* SHORT EXERCISE
Reproduce verbatim everything from the line containing "For each instance of the bolt" down to the last line of the entries, including both ends.

* RECORD SET
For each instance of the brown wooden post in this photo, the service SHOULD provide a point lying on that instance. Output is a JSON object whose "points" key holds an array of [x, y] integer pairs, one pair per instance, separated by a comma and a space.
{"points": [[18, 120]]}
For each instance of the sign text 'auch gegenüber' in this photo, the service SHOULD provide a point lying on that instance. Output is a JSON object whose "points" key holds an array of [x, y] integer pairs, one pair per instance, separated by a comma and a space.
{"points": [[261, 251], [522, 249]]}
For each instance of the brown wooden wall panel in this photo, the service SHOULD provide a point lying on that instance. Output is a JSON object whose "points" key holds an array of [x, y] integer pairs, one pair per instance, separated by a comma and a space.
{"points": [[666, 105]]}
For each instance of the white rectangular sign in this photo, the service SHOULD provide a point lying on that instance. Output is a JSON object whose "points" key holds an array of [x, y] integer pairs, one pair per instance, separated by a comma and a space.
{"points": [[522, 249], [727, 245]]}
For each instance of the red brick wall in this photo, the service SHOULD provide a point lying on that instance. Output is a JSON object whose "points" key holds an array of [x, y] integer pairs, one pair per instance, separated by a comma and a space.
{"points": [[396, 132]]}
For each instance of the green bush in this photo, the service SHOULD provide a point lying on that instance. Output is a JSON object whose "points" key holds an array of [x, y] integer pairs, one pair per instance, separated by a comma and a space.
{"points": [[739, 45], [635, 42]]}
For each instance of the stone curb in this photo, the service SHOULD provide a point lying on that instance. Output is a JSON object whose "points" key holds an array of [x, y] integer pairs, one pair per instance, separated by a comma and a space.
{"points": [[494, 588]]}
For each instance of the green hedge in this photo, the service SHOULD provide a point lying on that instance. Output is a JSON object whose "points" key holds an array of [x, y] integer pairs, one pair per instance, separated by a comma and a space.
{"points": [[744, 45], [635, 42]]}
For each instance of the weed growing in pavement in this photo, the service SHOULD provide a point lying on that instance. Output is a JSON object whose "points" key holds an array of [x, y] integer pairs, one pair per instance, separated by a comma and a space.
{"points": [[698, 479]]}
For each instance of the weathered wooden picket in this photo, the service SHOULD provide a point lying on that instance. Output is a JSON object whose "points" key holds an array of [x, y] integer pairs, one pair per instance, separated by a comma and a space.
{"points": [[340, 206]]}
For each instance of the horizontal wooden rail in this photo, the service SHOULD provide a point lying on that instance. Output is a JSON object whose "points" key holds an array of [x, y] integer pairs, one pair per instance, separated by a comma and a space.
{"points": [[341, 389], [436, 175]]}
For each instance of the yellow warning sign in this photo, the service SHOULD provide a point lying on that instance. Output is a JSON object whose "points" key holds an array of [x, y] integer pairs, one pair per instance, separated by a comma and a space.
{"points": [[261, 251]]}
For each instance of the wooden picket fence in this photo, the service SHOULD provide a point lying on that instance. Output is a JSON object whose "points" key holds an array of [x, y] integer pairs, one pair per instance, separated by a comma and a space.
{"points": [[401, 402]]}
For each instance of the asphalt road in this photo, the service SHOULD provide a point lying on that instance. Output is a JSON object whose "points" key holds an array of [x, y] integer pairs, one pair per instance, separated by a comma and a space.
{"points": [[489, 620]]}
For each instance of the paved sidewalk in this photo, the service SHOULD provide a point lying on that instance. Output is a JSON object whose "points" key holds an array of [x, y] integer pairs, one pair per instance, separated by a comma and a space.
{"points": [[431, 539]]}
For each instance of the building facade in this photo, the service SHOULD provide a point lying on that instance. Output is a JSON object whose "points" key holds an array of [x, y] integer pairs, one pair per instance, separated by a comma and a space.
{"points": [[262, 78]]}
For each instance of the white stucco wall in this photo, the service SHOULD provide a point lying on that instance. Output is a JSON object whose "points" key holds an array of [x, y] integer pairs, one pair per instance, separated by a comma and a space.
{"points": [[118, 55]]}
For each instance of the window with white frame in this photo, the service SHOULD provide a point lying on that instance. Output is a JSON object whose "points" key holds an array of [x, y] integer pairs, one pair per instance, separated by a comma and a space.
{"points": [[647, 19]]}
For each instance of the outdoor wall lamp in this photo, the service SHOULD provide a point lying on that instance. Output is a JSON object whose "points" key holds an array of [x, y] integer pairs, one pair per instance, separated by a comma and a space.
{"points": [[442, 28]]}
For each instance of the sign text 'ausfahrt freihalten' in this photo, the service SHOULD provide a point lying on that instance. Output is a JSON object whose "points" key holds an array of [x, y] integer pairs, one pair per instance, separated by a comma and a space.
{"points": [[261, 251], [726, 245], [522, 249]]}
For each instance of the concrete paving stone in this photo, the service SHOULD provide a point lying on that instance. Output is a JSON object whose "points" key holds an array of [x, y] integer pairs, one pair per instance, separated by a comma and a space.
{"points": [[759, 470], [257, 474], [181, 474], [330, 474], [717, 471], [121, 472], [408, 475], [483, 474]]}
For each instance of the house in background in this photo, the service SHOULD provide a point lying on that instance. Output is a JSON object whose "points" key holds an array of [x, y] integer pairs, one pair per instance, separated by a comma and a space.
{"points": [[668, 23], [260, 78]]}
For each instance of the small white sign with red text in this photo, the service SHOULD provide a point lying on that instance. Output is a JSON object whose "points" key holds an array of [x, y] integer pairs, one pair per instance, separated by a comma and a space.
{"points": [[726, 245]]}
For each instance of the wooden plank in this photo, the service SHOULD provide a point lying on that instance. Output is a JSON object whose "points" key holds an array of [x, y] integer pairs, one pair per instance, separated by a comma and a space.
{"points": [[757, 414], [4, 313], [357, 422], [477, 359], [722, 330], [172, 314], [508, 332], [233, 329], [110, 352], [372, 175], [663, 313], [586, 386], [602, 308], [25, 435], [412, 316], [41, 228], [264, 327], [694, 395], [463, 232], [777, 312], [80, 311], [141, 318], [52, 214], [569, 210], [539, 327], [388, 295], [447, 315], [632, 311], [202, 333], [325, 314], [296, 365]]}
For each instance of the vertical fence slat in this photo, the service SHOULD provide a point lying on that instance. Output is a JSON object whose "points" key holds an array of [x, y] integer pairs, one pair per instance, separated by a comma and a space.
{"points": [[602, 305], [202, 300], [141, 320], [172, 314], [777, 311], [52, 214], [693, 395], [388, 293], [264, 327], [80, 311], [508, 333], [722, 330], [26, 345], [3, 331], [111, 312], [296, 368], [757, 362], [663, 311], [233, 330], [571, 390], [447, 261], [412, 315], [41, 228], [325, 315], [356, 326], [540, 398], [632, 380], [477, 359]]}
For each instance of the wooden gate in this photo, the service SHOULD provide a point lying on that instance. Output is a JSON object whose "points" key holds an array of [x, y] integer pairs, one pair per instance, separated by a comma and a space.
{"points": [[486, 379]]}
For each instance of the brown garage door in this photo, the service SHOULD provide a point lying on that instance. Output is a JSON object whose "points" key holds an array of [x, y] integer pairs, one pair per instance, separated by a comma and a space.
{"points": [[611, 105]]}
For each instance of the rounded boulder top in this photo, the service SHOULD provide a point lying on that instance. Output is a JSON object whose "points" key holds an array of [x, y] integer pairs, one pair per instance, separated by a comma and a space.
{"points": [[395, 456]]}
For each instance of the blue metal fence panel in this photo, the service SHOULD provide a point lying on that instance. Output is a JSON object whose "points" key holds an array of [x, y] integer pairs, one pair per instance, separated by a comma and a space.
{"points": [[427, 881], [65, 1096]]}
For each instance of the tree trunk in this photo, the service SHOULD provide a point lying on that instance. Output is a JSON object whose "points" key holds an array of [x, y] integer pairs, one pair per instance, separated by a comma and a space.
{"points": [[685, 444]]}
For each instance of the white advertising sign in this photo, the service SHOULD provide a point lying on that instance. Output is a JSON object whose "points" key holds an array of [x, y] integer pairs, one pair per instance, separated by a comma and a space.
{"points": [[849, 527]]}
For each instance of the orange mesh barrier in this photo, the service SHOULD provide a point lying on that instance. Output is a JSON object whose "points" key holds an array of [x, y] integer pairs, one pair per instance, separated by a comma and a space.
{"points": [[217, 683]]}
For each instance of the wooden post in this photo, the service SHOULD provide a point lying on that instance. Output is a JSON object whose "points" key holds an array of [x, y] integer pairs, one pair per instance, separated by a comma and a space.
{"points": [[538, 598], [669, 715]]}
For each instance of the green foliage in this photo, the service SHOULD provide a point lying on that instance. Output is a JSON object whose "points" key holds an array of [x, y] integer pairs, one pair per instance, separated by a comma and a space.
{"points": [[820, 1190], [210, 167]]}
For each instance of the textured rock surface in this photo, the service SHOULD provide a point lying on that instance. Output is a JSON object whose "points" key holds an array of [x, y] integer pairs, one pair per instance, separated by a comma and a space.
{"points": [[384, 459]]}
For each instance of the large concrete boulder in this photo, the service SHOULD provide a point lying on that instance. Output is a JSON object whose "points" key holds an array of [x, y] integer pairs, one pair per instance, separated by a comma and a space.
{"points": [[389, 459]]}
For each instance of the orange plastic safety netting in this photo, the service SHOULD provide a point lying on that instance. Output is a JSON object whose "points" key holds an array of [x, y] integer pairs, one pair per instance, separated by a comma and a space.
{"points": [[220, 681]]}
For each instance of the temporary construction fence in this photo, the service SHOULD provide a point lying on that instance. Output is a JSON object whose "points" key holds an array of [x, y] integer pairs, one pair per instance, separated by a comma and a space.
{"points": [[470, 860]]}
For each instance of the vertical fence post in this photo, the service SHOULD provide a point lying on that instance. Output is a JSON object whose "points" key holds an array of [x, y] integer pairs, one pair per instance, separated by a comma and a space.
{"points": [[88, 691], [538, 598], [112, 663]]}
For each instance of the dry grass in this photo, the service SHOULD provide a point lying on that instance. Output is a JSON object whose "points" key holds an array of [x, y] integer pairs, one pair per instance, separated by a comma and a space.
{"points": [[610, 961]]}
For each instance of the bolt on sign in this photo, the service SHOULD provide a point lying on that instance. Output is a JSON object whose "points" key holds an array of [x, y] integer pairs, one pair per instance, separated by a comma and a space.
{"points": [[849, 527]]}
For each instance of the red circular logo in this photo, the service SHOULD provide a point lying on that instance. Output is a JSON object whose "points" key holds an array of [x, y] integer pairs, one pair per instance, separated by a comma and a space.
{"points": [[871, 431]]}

* TASK OUTPUT
For each instance of the bolt on sign in this photo, the service SHOULD provide a point lying on that instance. Output is a JSON object whose "points" key holds an array of [x, y] integer pairs, one pair per instance, separated by a comma and a space.
{"points": [[849, 527]]}
For each instance of the red circular logo in this photo, the service SHOULD provide a point lying on that instance. Output is a JSON object whose "points" key holds an array of [x, y] integer pairs, one pair per instance, separated by a comma and a space.
{"points": [[871, 431]]}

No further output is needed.